PAGE »
Disable read/write caching to disk?
Eric Anderson
anderson at centtech.com
Thu May 26 19:50:24 PDT 2005
Scott Long wrote:
> Eric Anderson wrote:
>
>> Scott Long wrote:
>>
>>> Eric Anderson wrote:
>>>
>>>> Bjoern Koenig wrote:
>>>>
>>>>> Bjoern Koenig wrote:
>>>>>
>>>>>> Eric Anderson wrote:
>>>>>>
>>>>>>> Is it possible to disable all read and write caching to a disk?
>>>>>>
>>>>>>
>>>>>>
>>>>>>
>>>>>>
>>>>>>
>>>>>> You can disable write the cache by adding the line
>>>>>>
>>>>>> hw.ata.wc="0"
>>>>>
>>>>>
>>>>>
>>>>>
>>>>>
>>>>>
>>>>> I assumed that you use ATA. If you use SCSI devices then read at
>>>>> least the manpages da(4) and camcontrol(8).
>>>>
>>>>
>>>>
>>>>
>>>>
>>>> Thanks.. I've just read (quickly) both man pages. It seems as
>>>> though you are suggesting disabling the physical disk caching, which
>>>> should not make a difference in my case. The disk would report
>>>> whatever it needs to report to either host, and those should be in
>>>> sync.
>>>>
>>>> When I mount the filesystem on host B ro, it shows me the filesystem
>>>> as of the time that I mounted it ro. Any subsequent changes on host
>>>> A (which has it mounted rw) are not seem on host B unless I unmount
>>>> and mount again on host B. This seems like a FreeBSD feature and
>>>> not a general scsi feature.

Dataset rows
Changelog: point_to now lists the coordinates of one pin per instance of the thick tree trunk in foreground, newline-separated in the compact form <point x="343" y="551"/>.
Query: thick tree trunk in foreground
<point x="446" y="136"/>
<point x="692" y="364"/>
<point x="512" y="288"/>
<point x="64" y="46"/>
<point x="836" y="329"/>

...

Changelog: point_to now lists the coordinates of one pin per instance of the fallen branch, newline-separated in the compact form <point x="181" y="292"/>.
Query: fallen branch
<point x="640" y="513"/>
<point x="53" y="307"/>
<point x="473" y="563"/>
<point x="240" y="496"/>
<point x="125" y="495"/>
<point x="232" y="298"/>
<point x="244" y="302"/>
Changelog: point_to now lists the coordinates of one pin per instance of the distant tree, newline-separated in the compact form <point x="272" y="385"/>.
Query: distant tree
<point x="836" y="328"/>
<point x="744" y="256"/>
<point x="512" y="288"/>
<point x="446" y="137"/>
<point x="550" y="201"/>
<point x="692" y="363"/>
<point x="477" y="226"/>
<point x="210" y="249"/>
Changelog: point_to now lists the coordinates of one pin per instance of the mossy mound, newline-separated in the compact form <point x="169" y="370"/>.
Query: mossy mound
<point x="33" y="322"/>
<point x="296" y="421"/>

OBJECTIVE » Copy out the whole mailing list message about disabling read/write caching to disk, word for word.

EXERCISE OUTPUT »
Disable read/write caching to disk?
Eric Anderson
anderson at centtech.com
Thu May 26 19:50:24 PDT 2005
Scott Long wrote:
> Eric Anderson wrote:
>
>> Scott Long wrote:
>>
>>> Eric Anderson wrote:
>>>
>>>> Bjoern Koenig wrote:
>>>>
>>>>> Bjoern Koenig wrote:
>>>>>
>>>>>> Eric Anderson wrote:
>>>>>>
>>>>>>> Is it possible to disable all read and write caching to a disk?
>>>>>>
>>>>>>
>>>>>>
>>>>>>
>>>>>>
>>>>>>
>>>>>> You can disable write the cache by adding the line
>>>>>>
>>>>>> hw.ata.wc="0"
>>>>>
>>>>>
>>>>>
>>>>>
>>>>>
>>>>>
>>>>> I assumed that you use ATA. If you use SCSI devices then read at
>>>>> least the manpages da(4) and camcontrol(8).
>>>>
>>>>
>>>>
>>>>
>>>>
>>>> Thanks.. I've just read (quickly) both man pages. It seems as
>>>> though you are suggesting disabling the physical disk caching, which
>>>> should not make a difference in my case. The disk would report
>>>> whatever it needs to report to either host, and those should be in
>>>> sync.
>>>>
>>>> When I mount the filesystem on host B ro, it shows me the filesystem
>>>> as of the time that I mounted it ro. Any subsequent changes on host
>>>> A (which has it mounted rw) are not seem on host B unless I unmount
>>>> and mount again on host B. This seems like a FreeBSD feature and
>>>> not a general scsi feature.